-- Start Information given --
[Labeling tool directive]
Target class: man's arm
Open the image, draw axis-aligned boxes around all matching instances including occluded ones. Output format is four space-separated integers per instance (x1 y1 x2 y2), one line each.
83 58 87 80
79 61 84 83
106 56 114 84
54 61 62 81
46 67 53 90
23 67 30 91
-- End Information given --
> _Exercise brief_: Reproduce the entries above verbatim, leaving every line unchanged.

> _Solution to the problem_:
[Labeling tool directive]
Target class: man's arm
Open the image, draw axis-aligned boxes around all matching instances including occluded ones. Output format is four space-separated integers per instance (x1 y1 x2 y2), one line each.
83 58 87 80
79 61 84 83
106 56 114 84
54 61 62 81
46 67 53 90
23 67 30 91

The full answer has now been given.